[Start of Provided records]

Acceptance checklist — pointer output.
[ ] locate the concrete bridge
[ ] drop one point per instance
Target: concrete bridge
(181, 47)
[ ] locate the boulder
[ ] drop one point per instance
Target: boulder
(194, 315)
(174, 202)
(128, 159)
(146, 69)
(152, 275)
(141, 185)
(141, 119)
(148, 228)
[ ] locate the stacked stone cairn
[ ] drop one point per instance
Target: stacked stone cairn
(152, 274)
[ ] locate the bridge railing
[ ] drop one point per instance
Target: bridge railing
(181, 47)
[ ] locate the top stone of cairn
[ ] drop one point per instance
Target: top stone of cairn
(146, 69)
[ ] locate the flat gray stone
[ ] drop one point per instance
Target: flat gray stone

[End of Provided records]
[Start of Provided records]

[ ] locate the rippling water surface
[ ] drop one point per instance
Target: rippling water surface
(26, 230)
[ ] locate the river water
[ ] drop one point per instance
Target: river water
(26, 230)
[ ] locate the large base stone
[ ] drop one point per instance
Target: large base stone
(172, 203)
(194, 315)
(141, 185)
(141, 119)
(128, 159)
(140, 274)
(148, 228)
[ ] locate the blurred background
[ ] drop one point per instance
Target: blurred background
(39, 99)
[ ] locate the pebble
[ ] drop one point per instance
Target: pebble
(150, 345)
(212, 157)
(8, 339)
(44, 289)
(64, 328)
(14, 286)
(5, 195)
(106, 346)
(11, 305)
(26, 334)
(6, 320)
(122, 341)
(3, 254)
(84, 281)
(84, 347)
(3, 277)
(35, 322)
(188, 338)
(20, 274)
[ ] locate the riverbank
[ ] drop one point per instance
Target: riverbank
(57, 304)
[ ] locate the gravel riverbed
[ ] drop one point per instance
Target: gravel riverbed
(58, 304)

[End of Provided records]

- [What to do] Write out the rows above word for word, starting at the line that contains "Acceptance checklist — pointer output." and ending at the line that contains "Target: flat gray stone", with both of those lines included.

- [The response]
Acceptance checklist — pointer output.
[ ] locate the concrete bridge
[ ] drop one point per instance
Target: concrete bridge
(181, 47)
[ ] locate the boulder
[ ] drop one point per instance
Target: boulder
(194, 315)
(174, 202)
(128, 159)
(146, 69)
(152, 275)
(141, 185)
(141, 119)
(148, 228)
[ ] locate the stacked stone cairn
[ ] drop one point per instance
Target: stacked stone cairn
(152, 274)
[ ] locate the bridge railing
[ ] drop one point per instance
Target: bridge railing
(181, 47)
[ ] locate the top stone of cairn
[ ] drop one point per instance
Target: top stone of cairn
(146, 69)
[ ] locate the flat gray stone
[ ] drop one point per instance
Target: flat gray stone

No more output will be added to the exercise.